++++ Records for the exercise ++++

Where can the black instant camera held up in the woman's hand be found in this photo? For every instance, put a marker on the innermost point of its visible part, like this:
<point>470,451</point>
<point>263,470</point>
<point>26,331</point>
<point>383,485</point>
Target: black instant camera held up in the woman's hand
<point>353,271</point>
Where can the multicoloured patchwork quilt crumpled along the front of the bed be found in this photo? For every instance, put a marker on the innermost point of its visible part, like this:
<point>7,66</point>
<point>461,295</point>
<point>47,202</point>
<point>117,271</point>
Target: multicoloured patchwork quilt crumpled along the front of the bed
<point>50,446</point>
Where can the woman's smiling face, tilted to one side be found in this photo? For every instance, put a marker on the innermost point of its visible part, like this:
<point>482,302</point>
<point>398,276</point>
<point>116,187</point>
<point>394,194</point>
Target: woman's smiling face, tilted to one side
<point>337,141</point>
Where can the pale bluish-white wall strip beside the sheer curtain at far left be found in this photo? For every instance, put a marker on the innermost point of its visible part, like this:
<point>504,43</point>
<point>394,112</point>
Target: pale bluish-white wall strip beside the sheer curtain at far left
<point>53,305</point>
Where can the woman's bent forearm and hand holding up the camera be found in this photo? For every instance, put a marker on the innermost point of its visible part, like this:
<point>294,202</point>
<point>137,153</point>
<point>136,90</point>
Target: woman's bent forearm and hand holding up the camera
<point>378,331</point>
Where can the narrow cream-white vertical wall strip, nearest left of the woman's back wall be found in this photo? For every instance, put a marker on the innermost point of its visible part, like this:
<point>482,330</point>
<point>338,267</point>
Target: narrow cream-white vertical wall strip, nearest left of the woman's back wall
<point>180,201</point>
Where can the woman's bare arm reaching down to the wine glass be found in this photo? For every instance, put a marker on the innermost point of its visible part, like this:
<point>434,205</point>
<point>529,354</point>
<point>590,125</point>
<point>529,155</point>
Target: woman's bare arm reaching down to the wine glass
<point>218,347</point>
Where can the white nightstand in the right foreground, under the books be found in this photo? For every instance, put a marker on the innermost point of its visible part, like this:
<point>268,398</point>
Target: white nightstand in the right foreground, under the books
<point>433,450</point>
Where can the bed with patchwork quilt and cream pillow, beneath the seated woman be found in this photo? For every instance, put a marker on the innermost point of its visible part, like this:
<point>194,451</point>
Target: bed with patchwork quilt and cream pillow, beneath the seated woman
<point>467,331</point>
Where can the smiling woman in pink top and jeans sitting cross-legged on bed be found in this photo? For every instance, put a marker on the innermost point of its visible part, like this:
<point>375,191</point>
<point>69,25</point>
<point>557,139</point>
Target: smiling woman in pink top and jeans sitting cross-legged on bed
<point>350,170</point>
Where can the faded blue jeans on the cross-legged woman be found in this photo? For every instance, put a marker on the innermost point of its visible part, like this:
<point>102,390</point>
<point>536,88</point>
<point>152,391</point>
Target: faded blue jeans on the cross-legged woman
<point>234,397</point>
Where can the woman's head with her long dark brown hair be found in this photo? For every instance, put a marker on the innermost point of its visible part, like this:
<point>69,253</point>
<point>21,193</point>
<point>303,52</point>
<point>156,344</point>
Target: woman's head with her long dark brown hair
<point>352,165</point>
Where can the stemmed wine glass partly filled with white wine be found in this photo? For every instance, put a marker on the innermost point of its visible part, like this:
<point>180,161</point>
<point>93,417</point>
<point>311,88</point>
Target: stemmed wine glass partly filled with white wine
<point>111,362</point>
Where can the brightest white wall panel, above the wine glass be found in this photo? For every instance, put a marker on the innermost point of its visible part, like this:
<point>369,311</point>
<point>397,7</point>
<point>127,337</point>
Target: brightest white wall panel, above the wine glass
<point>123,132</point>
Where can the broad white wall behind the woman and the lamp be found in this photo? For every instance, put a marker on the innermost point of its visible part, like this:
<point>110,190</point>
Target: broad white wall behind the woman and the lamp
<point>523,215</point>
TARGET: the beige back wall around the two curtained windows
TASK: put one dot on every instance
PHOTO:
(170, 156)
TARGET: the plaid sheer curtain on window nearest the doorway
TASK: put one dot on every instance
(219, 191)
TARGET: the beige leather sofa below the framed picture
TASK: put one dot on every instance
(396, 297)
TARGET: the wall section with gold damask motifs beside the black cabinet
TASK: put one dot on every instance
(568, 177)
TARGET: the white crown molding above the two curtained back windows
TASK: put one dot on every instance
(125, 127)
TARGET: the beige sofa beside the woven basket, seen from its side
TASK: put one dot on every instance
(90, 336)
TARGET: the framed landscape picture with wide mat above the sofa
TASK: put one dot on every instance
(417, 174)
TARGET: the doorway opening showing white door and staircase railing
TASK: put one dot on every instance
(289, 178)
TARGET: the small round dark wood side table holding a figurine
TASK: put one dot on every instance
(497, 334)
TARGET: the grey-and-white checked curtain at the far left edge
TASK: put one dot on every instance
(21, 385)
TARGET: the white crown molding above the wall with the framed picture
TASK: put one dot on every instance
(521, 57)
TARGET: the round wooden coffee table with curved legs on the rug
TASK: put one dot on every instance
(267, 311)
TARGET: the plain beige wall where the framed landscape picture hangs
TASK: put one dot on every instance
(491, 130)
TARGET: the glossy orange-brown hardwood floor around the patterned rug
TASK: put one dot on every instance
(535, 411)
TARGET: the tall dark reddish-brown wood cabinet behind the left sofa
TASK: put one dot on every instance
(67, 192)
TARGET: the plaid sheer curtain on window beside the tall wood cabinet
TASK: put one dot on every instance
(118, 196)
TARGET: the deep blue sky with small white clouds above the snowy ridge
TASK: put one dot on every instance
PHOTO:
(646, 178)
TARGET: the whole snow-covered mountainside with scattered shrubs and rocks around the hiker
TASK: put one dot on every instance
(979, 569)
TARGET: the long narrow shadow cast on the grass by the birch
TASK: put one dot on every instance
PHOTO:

++++
++++ Records for the exercise ++++

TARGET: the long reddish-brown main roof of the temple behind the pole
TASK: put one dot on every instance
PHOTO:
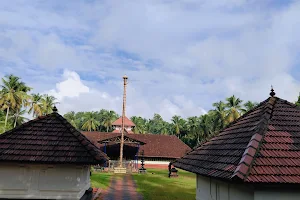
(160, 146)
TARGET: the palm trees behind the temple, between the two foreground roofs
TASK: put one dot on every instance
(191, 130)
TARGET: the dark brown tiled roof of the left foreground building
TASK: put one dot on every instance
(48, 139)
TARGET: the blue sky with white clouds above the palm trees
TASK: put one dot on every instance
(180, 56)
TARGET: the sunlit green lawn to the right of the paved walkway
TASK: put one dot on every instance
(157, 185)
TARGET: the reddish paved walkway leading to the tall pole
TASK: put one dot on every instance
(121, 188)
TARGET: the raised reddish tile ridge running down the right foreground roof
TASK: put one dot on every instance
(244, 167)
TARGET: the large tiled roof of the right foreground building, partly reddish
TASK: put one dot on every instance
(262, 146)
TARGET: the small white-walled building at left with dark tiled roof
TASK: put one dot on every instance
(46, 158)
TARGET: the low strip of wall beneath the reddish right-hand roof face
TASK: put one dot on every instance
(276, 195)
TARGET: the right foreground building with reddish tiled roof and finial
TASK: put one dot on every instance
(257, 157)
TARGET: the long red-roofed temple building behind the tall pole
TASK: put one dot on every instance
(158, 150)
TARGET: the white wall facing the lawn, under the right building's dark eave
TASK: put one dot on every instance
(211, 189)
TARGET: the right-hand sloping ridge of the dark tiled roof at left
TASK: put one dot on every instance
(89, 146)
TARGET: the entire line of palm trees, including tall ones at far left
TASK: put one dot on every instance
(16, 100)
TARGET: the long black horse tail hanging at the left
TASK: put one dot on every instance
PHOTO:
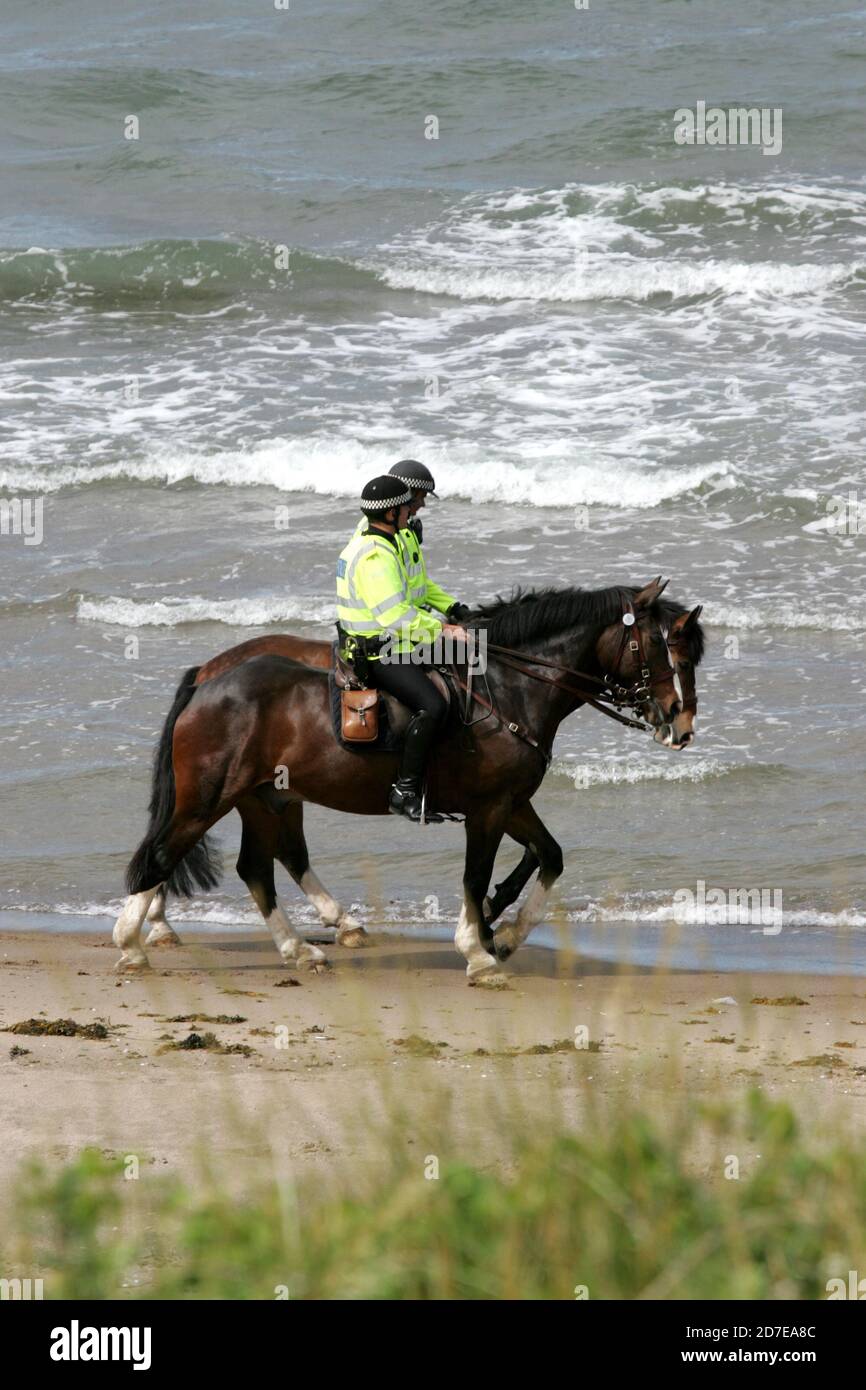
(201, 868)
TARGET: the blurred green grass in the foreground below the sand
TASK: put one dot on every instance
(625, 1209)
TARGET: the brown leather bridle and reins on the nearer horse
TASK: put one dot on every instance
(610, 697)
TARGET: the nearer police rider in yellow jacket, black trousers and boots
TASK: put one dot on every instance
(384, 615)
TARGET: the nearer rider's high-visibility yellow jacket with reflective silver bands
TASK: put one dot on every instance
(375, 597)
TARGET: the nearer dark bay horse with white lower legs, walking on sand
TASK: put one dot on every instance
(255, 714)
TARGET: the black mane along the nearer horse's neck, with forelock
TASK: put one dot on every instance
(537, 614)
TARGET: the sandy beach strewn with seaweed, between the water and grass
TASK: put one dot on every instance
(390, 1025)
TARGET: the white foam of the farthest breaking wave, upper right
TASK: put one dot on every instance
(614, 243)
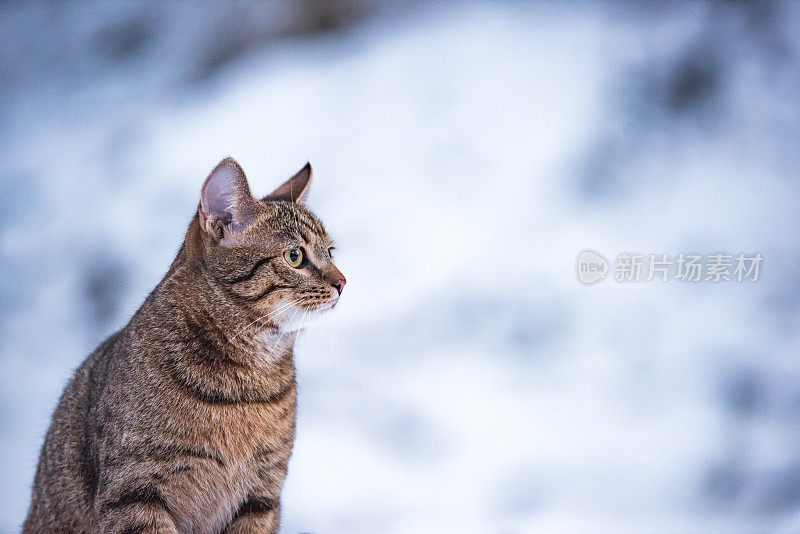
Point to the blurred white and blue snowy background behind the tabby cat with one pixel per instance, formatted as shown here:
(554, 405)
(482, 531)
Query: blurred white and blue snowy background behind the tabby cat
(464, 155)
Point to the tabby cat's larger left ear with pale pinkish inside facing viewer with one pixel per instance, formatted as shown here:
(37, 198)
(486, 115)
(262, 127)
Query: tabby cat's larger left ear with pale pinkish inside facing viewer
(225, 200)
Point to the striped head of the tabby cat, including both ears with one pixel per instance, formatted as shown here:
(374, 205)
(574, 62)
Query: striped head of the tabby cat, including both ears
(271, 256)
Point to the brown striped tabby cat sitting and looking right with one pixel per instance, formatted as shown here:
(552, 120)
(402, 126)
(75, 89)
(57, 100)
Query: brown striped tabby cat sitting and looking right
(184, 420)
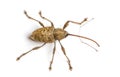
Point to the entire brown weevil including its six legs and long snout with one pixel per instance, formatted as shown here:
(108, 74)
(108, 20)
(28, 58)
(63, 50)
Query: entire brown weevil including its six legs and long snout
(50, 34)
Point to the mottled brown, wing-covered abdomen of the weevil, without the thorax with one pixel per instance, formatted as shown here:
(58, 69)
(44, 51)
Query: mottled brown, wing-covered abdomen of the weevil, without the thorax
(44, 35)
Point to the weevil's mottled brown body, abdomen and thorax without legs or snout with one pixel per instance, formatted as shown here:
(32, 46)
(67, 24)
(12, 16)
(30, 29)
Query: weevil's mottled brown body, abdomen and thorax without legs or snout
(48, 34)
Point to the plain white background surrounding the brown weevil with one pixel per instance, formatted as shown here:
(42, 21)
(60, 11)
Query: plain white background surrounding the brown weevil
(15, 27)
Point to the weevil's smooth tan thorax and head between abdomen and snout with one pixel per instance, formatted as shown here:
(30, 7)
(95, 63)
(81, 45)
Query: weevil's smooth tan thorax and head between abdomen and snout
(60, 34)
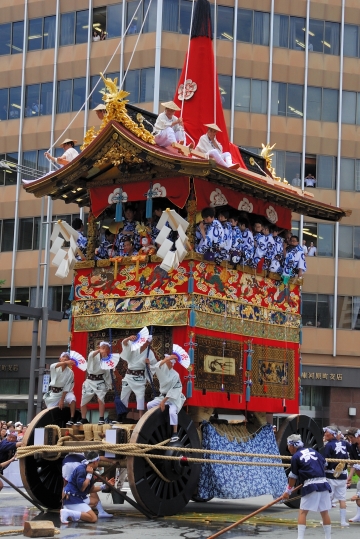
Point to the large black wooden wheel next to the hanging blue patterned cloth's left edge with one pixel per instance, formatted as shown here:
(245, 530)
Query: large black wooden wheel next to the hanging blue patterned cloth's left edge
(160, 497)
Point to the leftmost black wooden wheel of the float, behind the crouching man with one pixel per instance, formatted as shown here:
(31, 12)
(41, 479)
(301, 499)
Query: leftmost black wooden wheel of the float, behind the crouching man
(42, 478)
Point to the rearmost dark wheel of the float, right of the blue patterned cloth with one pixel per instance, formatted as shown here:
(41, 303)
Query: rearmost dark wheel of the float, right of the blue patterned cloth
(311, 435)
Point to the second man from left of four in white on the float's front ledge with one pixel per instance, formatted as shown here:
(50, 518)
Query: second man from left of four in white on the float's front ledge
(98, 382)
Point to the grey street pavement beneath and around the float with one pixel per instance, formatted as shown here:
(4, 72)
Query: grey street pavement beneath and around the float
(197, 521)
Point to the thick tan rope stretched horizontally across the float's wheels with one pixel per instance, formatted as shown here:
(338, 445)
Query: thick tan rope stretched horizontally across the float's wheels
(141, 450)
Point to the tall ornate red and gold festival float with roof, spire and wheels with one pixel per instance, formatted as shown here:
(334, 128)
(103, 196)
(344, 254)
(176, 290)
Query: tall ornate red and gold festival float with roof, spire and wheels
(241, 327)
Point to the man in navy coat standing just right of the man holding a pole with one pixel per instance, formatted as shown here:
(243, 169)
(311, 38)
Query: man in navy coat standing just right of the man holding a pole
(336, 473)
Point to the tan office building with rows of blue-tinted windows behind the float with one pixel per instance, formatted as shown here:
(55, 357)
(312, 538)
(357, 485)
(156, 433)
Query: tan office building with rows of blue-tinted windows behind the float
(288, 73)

++++

(Exercise aim) Search the entries above for the word "beige" and copy each line where it appears.

(Result for this task)
TARGET: the beige back wall around the two curtained windows
TARGET: the beige leather sofa below the framed picture
TARGET: the beige sofa beside the woven basket, seen from its side
TARGET: the plain beige wall where the framed landscape picture hangs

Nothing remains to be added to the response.